** Exercise prompt **
The answer must consist of every line from the entries below that contains the word "jacket".

** Material provided **

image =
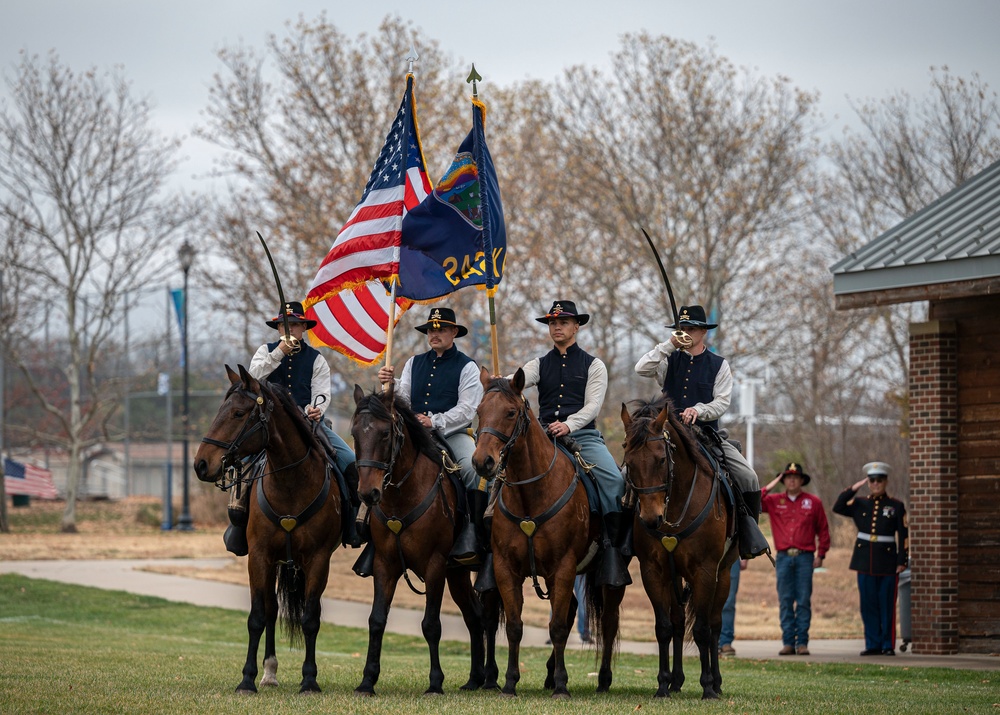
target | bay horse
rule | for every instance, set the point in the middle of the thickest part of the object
(541, 528)
(414, 511)
(261, 438)
(684, 529)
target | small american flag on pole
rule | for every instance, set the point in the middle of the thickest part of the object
(347, 298)
(27, 479)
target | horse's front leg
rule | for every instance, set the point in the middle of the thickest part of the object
(315, 583)
(471, 608)
(509, 587)
(610, 615)
(262, 603)
(385, 577)
(431, 625)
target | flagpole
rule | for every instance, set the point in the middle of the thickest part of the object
(475, 78)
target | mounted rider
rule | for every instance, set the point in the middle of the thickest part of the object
(305, 373)
(442, 387)
(700, 384)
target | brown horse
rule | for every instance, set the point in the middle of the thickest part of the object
(683, 530)
(541, 529)
(414, 508)
(261, 438)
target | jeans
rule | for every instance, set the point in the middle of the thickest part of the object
(729, 609)
(794, 596)
(610, 483)
(580, 589)
(345, 455)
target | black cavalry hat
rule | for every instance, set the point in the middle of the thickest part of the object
(439, 317)
(295, 314)
(564, 309)
(795, 469)
(693, 316)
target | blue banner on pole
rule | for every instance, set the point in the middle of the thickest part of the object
(177, 294)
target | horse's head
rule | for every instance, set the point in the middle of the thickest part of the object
(503, 417)
(377, 429)
(239, 433)
(649, 458)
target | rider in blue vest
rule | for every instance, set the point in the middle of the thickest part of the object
(442, 387)
(571, 389)
(300, 368)
(700, 385)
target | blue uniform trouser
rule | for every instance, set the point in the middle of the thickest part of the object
(729, 609)
(610, 484)
(345, 455)
(794, 597)
(463, 446)
(878, 610)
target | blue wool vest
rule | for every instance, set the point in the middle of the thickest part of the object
(562, 384)
(692, 380)
(295, 373)
(434, 380)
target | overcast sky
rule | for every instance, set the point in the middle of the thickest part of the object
(856, 48)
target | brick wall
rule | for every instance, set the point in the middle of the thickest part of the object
(933, 514)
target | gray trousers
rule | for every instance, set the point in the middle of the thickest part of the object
(740, 469)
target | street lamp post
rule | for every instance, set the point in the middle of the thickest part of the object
(185, 255)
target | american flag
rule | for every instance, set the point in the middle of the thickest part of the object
(20, 478)
(347, 298)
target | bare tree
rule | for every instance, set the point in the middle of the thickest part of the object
(81, 170)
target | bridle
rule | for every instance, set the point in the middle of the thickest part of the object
(395, 447)
(233, 464)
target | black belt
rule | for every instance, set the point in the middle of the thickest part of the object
(794, 552)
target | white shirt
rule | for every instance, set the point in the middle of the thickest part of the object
(593, 396)
(266, 361)
(654, 364)
(470, 394)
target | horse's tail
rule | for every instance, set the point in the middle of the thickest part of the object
(291, 601)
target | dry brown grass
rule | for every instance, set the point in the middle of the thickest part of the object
(128, 529)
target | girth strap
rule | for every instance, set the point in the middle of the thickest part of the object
(288, 522)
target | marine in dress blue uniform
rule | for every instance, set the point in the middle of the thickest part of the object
(881, 552)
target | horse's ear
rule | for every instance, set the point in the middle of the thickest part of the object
(626, 417)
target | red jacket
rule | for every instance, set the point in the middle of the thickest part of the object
(797, 523)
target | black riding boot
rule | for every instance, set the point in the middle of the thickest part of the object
(751, 541)
(468, 549)
(613, 570)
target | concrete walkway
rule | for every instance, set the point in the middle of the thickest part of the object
(130, 576)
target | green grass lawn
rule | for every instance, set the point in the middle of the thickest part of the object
(70, 649)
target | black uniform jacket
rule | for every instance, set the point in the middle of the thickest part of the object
(883, 517)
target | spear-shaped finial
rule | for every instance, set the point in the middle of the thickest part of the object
(474, 77)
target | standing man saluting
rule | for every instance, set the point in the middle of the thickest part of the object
(881, 553)
(802, 538)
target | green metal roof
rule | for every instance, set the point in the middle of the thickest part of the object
(956, 238)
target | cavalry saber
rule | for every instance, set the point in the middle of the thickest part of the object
(281, 296)
(682, 337)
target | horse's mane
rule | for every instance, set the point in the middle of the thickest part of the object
(649, 410)
(419, 435)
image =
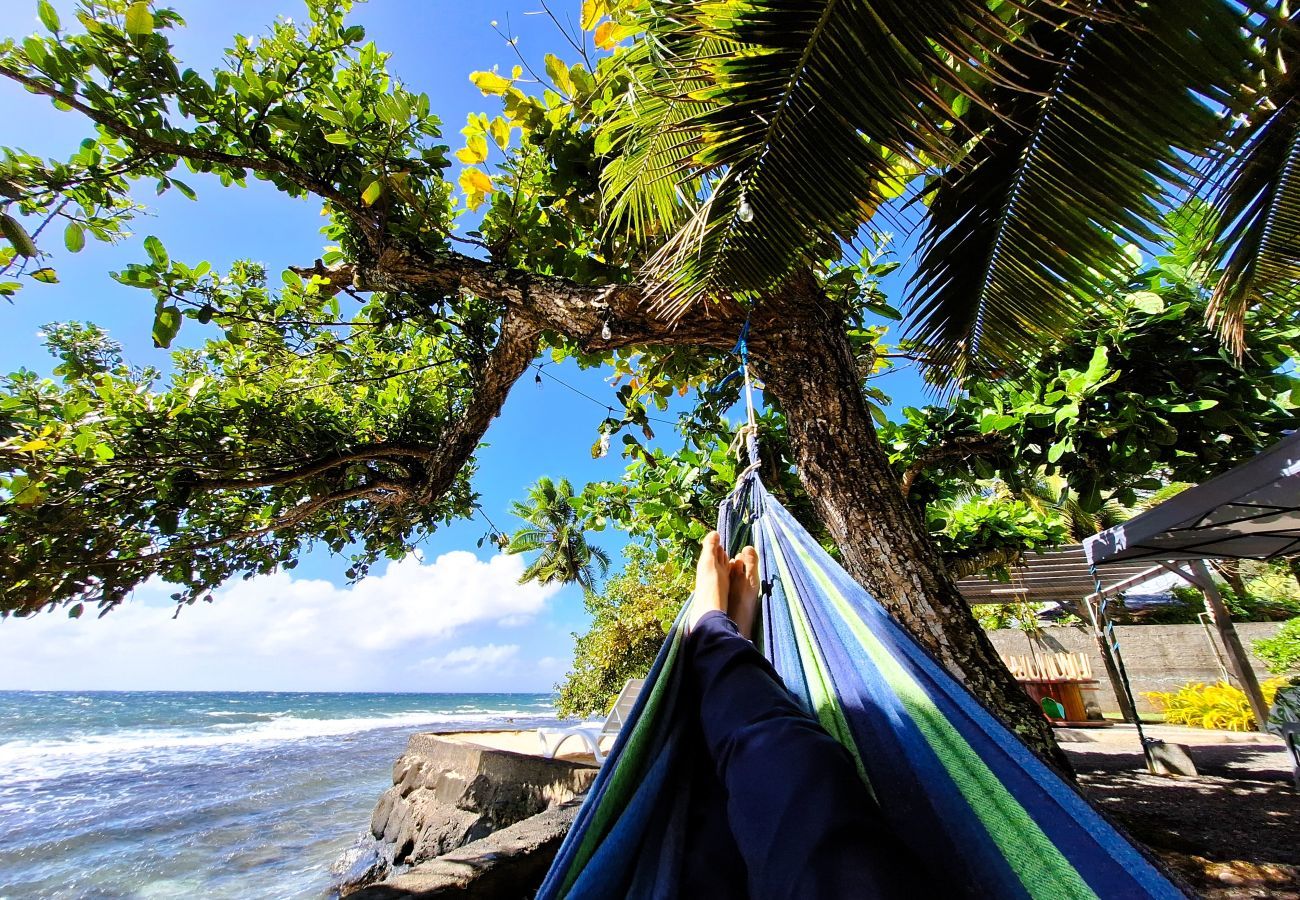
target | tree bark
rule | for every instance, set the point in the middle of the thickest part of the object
(807, 366)
(1236, 656)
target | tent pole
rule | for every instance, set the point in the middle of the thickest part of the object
(1236, 656)
(1126, 709)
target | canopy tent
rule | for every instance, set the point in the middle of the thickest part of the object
(1248, 513)
(1061, 575)
(950, 779)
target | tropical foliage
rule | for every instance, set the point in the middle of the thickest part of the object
(755, 137)
(555, 533)
(629, 618)
(1221, 705)
(1282, 650)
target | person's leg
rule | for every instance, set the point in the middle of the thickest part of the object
(801, 817)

** Problem solution **
target | red jacket
target | black uniform jacket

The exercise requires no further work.